Brief A: Please decide whether each statement agrees with the Bitcoin Magazine article: (i) Leishman is the CEO of River; (ii) the talk was given on the Nakamoto Stage; (iii) Leishman said housing costs are falling. Answer yes or no for each, quoting the words of the article that settle it.

Source document:

↓↓↓

Bitcoin Magazine
Your Bank is Becoming a Casino: River CEO Frames Bitcoin as the Alternative
Bitcoin 2026 speaker Alex Leishman used his Nakamoto Stage talk, titled “We’re Not Fixing Money to Build More Casinos,” to deliver a sharp warning that modern finance is drifting toward a gambling model and away from basic banking.
Leishman, CEO of River, said the American dream feels out of reach for many people as housing costs rise, student debt lingers, and wages lag, and argued that this pressure helps explain why prediction markets and betting features are spreading through mainstream financial apps.
In his view, a system that once promised stable savings now pushes people toward risk if they want a shot at financial freedom.
Leishman opened by describing a growing belief that “more and more people are coming to the conclusion” that they need to gamble to get ahead. He said finance and entertainment have merged on the phone screen, with products that look like investing tools but function like casinos.
He pointed to platforms that promote constant trading and outcome bets, and said this environment tells users that the safe path of saving no longer works, only high‑risk wagers do. The result, he argued, is a landscape in which households face a choice between stagnation and speculative bets framed as empowerment.

↑↑↑

[Raw records]

↓↓↓

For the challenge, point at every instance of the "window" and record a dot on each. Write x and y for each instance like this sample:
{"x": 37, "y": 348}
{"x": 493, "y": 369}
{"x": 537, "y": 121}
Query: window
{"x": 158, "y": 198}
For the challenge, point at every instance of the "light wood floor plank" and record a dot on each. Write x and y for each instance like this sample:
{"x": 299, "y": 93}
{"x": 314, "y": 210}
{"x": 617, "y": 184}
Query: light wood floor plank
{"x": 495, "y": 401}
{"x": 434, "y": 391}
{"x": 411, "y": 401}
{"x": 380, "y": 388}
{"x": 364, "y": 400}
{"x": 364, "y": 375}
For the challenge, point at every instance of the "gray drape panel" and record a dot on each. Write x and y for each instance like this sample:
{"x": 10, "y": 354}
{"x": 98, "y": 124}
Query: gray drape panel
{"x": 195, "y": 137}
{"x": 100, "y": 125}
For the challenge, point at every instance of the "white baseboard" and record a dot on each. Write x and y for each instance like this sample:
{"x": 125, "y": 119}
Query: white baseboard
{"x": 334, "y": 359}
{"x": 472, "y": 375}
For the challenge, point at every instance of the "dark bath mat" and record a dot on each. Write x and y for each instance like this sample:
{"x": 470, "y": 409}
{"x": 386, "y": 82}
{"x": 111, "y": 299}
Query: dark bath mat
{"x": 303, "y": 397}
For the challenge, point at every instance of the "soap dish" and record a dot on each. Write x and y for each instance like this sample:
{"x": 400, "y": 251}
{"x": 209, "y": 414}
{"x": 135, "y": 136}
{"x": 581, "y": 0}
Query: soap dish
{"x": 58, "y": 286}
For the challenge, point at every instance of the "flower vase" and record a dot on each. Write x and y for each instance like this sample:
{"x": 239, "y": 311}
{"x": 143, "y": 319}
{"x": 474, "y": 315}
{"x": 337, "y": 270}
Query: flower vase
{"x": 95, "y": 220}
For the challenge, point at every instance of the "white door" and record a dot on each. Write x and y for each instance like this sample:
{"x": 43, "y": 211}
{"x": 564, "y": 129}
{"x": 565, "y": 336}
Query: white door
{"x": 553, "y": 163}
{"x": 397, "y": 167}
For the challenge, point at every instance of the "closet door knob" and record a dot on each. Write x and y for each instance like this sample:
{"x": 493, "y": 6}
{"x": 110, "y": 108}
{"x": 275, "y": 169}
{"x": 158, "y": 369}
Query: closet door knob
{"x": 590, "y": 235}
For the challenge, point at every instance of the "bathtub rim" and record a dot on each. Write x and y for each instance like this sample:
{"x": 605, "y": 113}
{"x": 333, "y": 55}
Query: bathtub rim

↑↑↑

Brief B: Find every line in the listing that contains the word "light", and copy each one.

Written answer A:
(i) Yes: "Leishman, CEO of River"
(ii) Yes: "used his Nakamoto Stage talk"
(iii) No: "as housing costs rise"

Written answer B:
For the challenge, point at every instance of the "light wood floor plank" and record a dot on each. Write x and y for each instance like this sample:
Query: light wood floor plank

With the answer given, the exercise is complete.